▶ _ACTIVITY LIST_
1. In the reflection on the atomic bomb anniversary, reproduce word for word the passage from "In less than" to "eye (Luke 6:42).".
2. Translate this sentence from the reflection on the atomic bomb anniversary into Spanish: "The United States had become death, the destroyer of worlds, committing what Pope Paul VI called “a butchery of untold magnitude.”"
3. According to the reflection on the atomic bomb anniversary, what prompts God to reveal his name, and what name does he reveal? Answer in one to three sentences.
EXCERPT TO READ Block Start
Today is the seventieth anniversary of the first test of an atomic bomb in Alamogordo, New Mexico. As the bomb burst, one of the scientists involved cited a few lines from the Hindu scriptures: “I am become death, the destroyer of worlds.”
In less than a month, atomic bombs were dropped on two civilian targets in Japan – Hiroshima and Nagasaki. About 200,000 persons were killed and many injured – all most all civilians.
The United States had become death, the destroyer of worlds, committing what Pope Paul VI called “a butchery of untold magnitude.”
The United States still has a major stockpile of these weapons, The US did manage to persuade Iran to cease from seeking nuclear weapons but when will the US look at the beam in its own eye (Luke 6:42).
Today’s first reading from the third chapter of Genesis speaks of a God who takes note of the suffering of the people of Israel in Egypt. At Moses’ insistence, he reveals his name in the mysterious word, the unspeakable tetragrammaton: Yahweh. I am who am; I will be what I will be.
EXCERPT TO READ Block End
RECORDED DATA Block Start
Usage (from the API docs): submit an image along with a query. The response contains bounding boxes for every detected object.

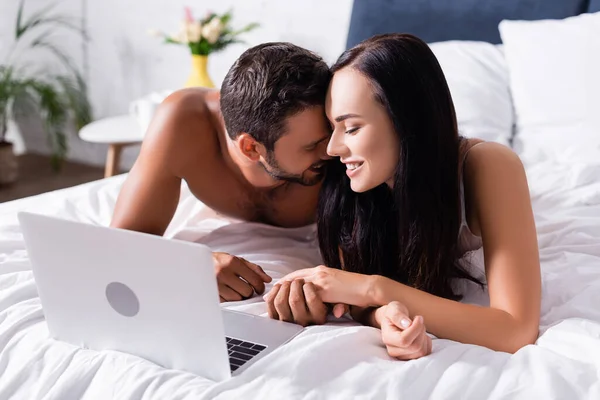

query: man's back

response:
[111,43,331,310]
RECORDED DATA Block End
RECORDED DATA Block Start
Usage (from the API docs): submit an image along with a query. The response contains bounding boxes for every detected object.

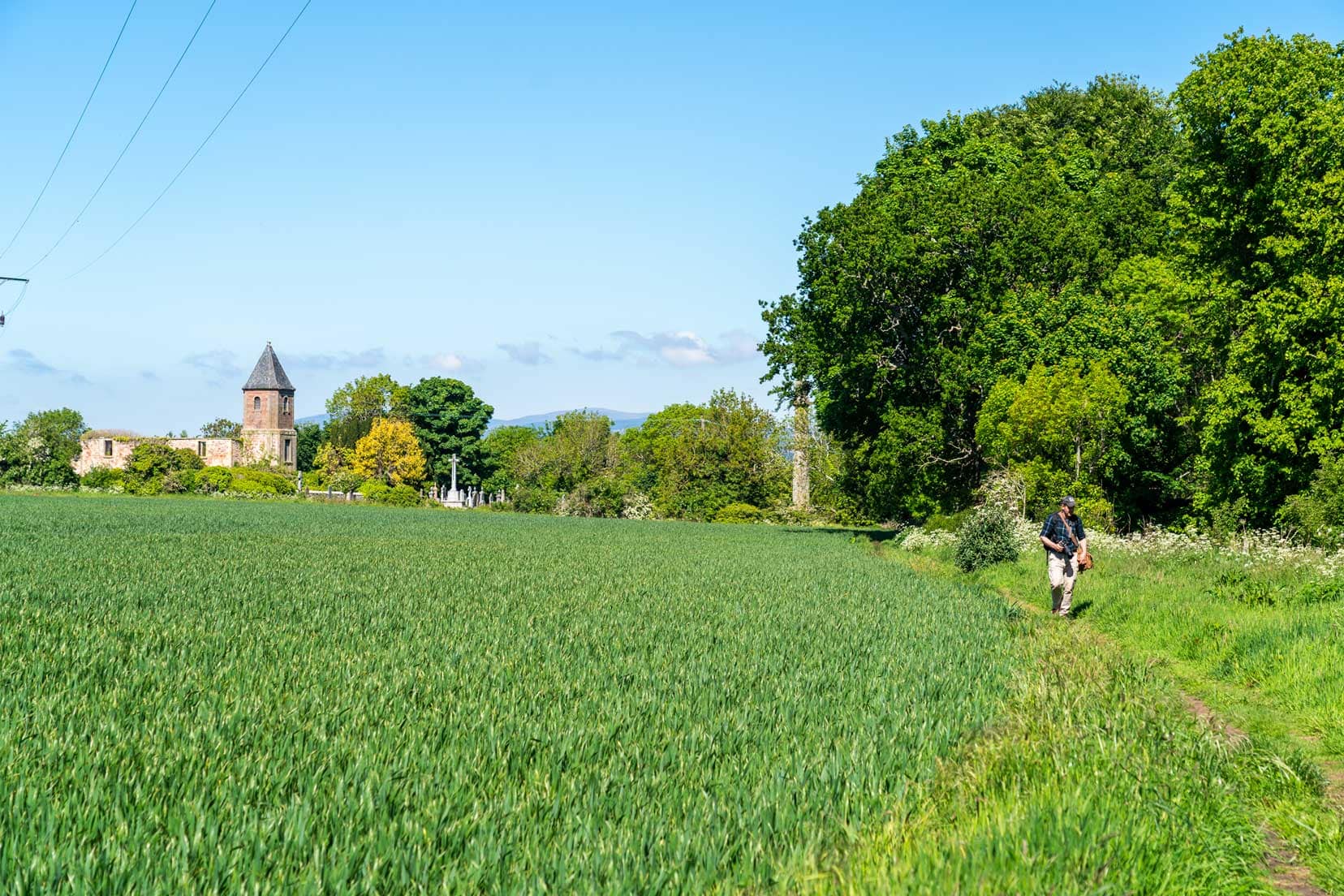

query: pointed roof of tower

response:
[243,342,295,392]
RECORDED DATA Block End
▶ _NUMBERED RESPONSES_
1.
In less than a month, atomic bombs were dropped on two civilian targets in Japan – Hiroshima and Nagasaki. About 200,000 persons were killed and many injured – all most all civilians.
The United States had become death, the destroyer of worlds, committing what Pope Paul VI called “a butchery of untold magnitude.”
The United States still has a major stockpile of these weapons, The US did manage to persuade Iran to cease from seeking nuclear weapons but when will the US look at the beam in its own eye (Luke 6:42).

2. Estados Unidos se había convertido en la muerte, el destructor de mundos, al cometer lo que el papa Pablo VI llamó «una carnicería de magnitud incalculable».

3. God reveals his name because Moses insists on it. The name is the unspeakable tetragrammaton, Yahweh, given as "I am who am; I will be what I will be."